DATASET EXCERPTS:
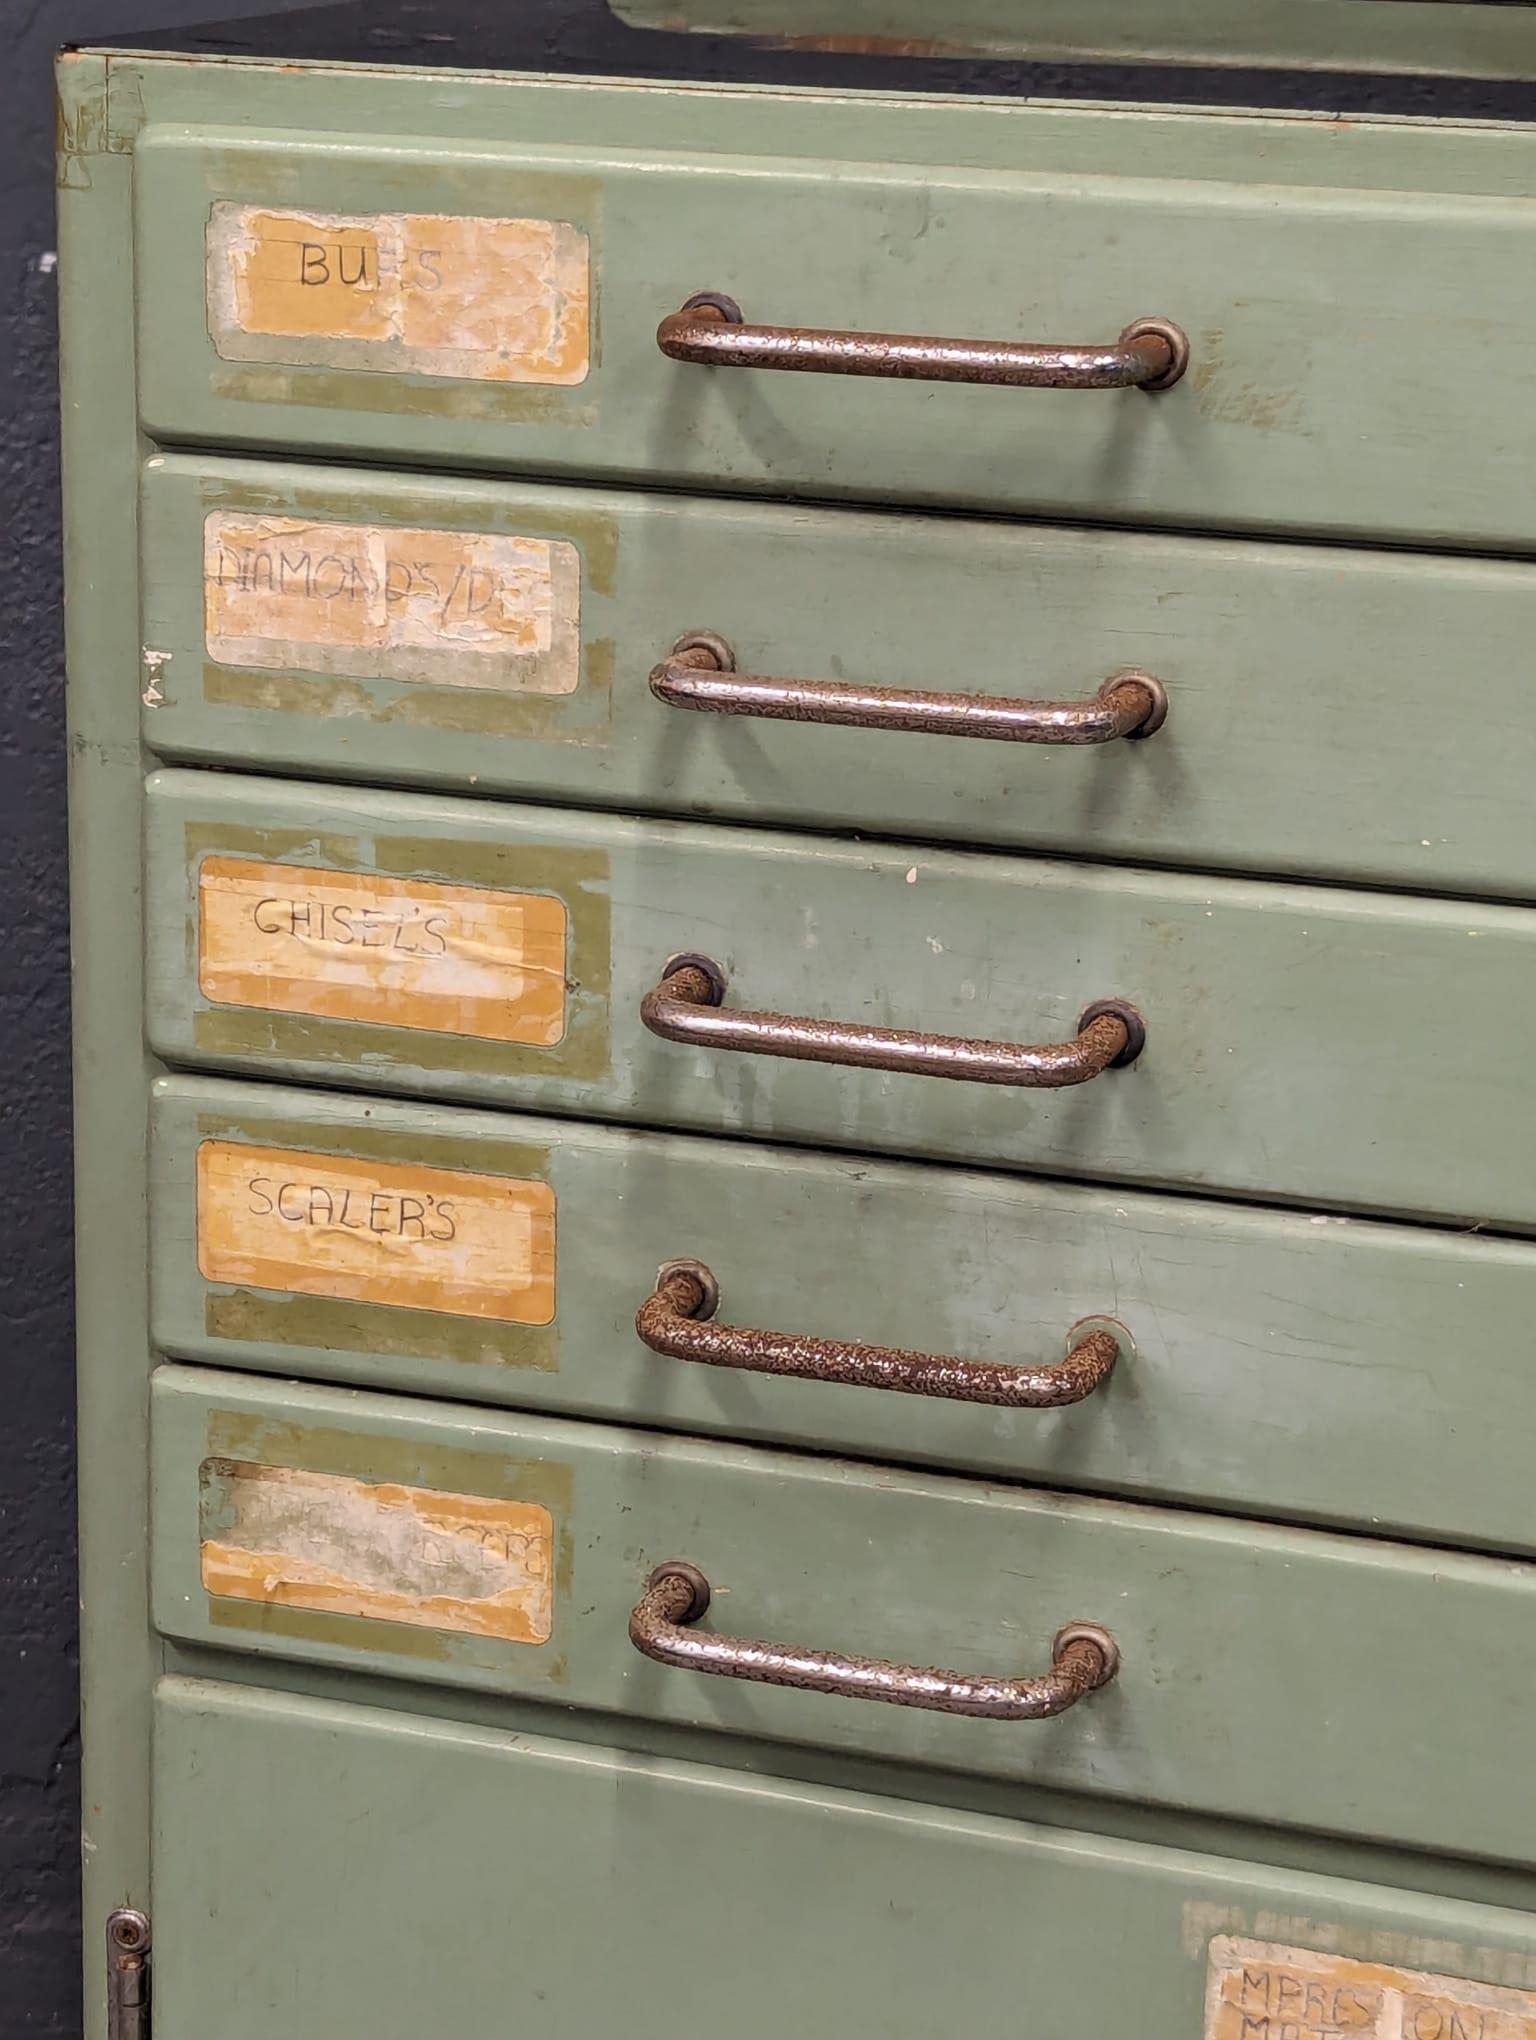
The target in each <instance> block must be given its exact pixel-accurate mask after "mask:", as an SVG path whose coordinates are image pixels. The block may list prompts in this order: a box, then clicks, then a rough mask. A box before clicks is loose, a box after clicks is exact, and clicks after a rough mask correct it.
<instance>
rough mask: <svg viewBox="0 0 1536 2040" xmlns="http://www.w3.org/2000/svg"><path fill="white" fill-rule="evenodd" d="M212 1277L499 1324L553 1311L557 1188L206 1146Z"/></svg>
mask: <svg viewBox="0 0 1536 2040" xmlns="http://www.w3.org/2000/svg"><path fill="white" fill-rule="evenodd" d="M198 1269H200V1273H202V1275H204V1277H206V1279H208V1281H218V1283H241V1285H249V1287H253V1289H277V1291H286V1293H296V1295H337V1297H349V1299H351V1302H355V1304H392V1306H396V1308H402V1310H439V1312H447V1314H449V1316H455V1318H494V1320H498V1322H502V1324H551V1322H553V1318H555V1191H553V1189H551V1187H549V1183H539V1181H526V1179H520V1177H508V1175H471V1173H467V1171H461V1169H420V1167H416V1165H410V1163H367V1161H355V1159H351V1157H345V1155H312V1153H308V1151H304V1149H263V1146H247V1144H245V1142H241V1140H204V1142H202V1146H200V1149H198Z"/></svg>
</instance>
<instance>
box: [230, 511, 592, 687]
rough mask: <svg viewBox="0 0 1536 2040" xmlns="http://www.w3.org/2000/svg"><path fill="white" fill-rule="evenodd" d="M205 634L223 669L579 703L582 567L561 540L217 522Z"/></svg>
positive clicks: (574, 554) (458, 530) (275, 519)
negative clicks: (564, 698) (375, 681)
mask: <svg viewBox="0 0 1536 2040" xmlns="http://www.w3.org/2000/svg"><path fill="white" fill-rule="evenodd" d="M202 585H204V632H206V643H208V655H210V657H212V659H216V661H218V663H220V665H241V667H275V669H290V671H292V669H298V671H304V673H339V675H347V677H355V679H400V681H424V683H430V685H441V687H500V690H504V692H508V694H573V692H575V685H577V679H579V669H581V557H579V553H577V549H575V547H573V545H567V543H565V541H549V539H516V537H498V534H494V532H469V530H424V528H414V526H412V528H406V526H394V524H326V522H312V520H308V518H288V516H251V514H247V512H228V510H214V512H210V516H208V518H206V520H204V553H202Z"/></svg>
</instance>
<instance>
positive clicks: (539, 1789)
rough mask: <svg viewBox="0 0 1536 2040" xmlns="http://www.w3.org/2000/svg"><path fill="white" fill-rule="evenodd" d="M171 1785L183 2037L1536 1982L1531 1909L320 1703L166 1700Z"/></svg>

EXERCISE BRIEF:
Return all the data exactly, pictures omitted.

SOLUTION FOR THIS EXERCISE:
The target in each <instance> block must be given its exact pixel-accurate mask after "mask:", as an SVG path whose coordinates are image pixels. The block may list prompts in this order: a box, then clicks, then a rough mask. A box before clicks is loose, a box after clicks is exact, and clicks after a rough mask correct it.
<instance>
rough mask: <svg viewBox="0 0 1536 2040" xmlns="http://www.w3.org/2000/svg"><path fill="white" fill-rule="evenodd" d="M212 1277L499 1324L553 1311L557 1188L206 1146Z"/></svg>
mask: <svg viewBox="0 0 1536 2040" xmlns="http://www.w3.org/2000/svg"><path fill="white" fill-rule="evenodd" d="M198 1269H200V1273H202V1275H204V1277H206V1279H208V1281H218V1283H241V1285H249V1287H253V1289H277V1291H286V1293H296V1295H337V1297H349V1299H351V1302H355V1304H392V1306H396V1308H402V1310H439V1312H447V1314H449V1316H455V1318H494V1320H498V1322H502V1324H551V1322H553V1318H555V1191H553V1189H551V1187H549V1183H539V1181H526V1179H520V1177H508V1175H471V1173H467V1171H461V1169H420V1167H416V1165H410V1163H367V1161H355V1159H351V1157H345V1155H312V1153H308V1151H304V1149H263V1146H247V1144H245V1142H241V1140H204V1142H202V1146H200V1149H198Z"/></svg>
</instance>
<instance>
box: [230, 511, 592, 687]
rough mask: <svg viewBox="0 0 1536 2040" xmlns="http://www.w3.org/2000/svg"><path fill="white" fill-rule="evenodd" d="M205 634L223 669L579 703L582 567L561 540L217 522Z"/></svg>
positive clicks: (574, 554) (458, 530) (275, 519)
negative clicks: (564, 698) (375, 681)
mask: <svg viewBox="0 0 1536 2040" xmlns="http://www.w3.org/2000/svg"><path fill="white" fill-rule="evenodd" d="M202 585H204V632H206V643H208V655H210V657H212V659H216V661H218V663H220V665H241V667H275V669H290V671H292V669H298V671H304V673H339V675H347V677H355V679H400V681H424V683H430V685H441V687H500V690H504V692H508V694H573V692H575V685H577V679H579V669H581V557H579V553H577V549H575V547H573V545H567V543H565V541H549V539H516V537H498V534H494V532H469V530H424V528H414V526H412V528H406V526H394V524H326V522H312V520H308V518H288V516H251V514H247V512H228V510H214V512H210V516H208V518H206V520H204V553H202Z"/></svg>
</instance>
<instance>
positive clicks: (539, 1789)
rough mask: <svg viewBox="0 0 1536 2040" xmlns="http://www.w3.org/2000/svg"><path fill="white" fill-rule="evenodd" d="M171 1785L183 2037L1536 1982L1531 1909L320 1703L166 1700Z"/></svg>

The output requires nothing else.